Saved entries:
+-------+

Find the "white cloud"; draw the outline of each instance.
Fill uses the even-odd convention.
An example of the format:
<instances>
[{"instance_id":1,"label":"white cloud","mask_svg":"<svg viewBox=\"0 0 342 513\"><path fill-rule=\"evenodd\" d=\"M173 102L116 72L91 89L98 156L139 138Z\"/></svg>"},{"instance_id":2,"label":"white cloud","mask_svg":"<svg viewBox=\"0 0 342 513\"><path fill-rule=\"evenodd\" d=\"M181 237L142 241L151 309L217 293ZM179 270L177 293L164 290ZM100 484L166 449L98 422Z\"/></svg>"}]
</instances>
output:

+-------+

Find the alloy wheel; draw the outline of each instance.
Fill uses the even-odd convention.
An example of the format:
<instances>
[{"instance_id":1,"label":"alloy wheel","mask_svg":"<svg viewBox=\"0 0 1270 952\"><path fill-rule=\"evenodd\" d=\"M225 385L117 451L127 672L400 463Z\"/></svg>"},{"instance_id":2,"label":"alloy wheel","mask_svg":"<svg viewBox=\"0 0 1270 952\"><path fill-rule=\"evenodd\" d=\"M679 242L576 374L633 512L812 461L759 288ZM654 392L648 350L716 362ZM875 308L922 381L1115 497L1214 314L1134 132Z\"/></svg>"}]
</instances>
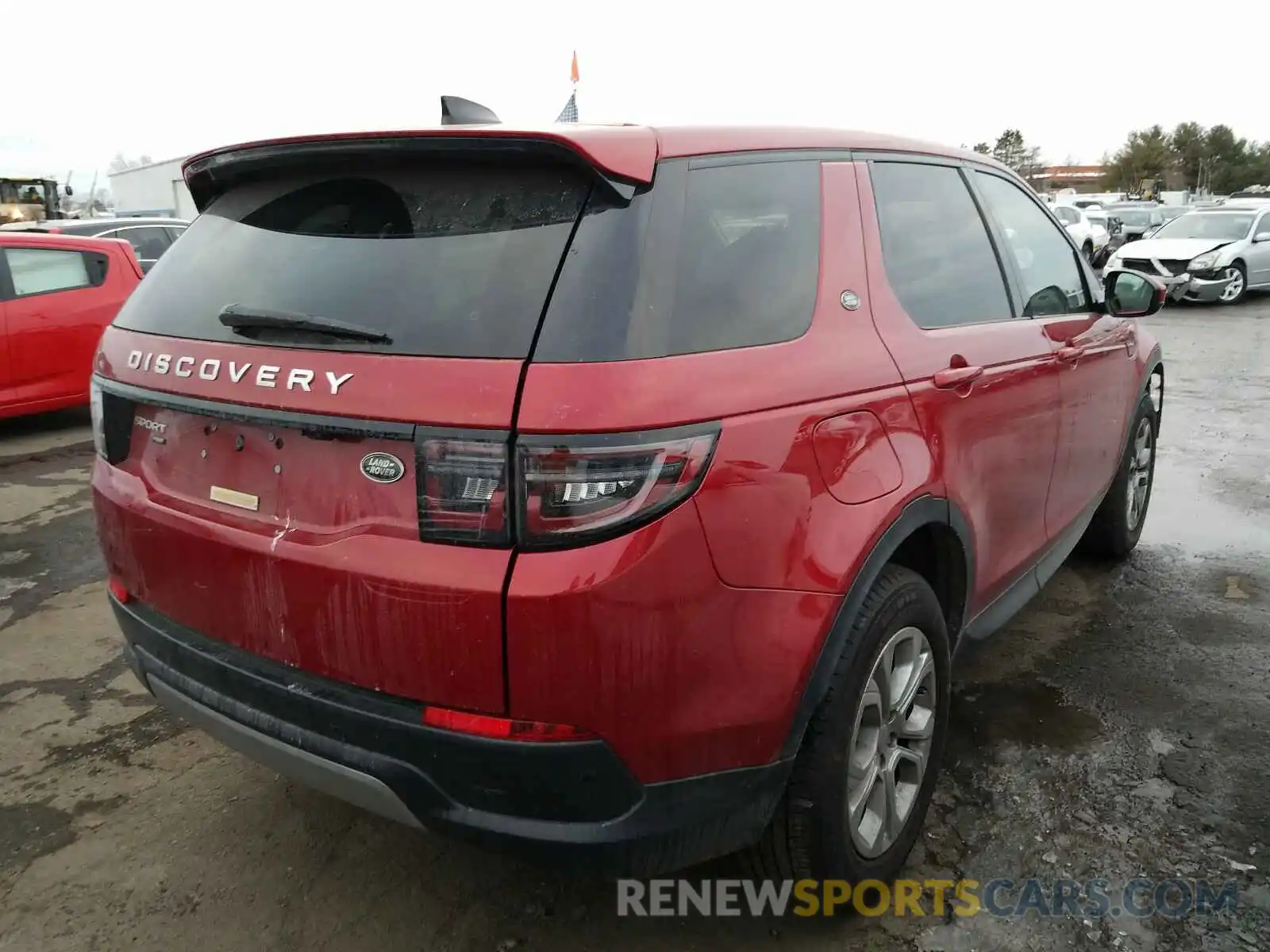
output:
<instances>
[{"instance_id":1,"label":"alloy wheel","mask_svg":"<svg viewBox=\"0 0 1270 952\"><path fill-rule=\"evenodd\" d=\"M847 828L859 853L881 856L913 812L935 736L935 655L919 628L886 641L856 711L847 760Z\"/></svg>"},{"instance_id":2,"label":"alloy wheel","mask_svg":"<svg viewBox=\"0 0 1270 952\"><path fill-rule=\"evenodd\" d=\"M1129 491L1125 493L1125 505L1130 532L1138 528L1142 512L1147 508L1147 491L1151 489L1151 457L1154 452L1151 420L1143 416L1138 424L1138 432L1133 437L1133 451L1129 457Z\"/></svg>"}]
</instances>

+-------+

Locate every line in the records that contains the word "draw", treating uppercase and lowercase as different, and copy each of those lines.

**EXERCISE SOLUTION:**
Find the "white cloud"; draw the outline of each instance.
Find the alloy wheel; draw the outline of each instance.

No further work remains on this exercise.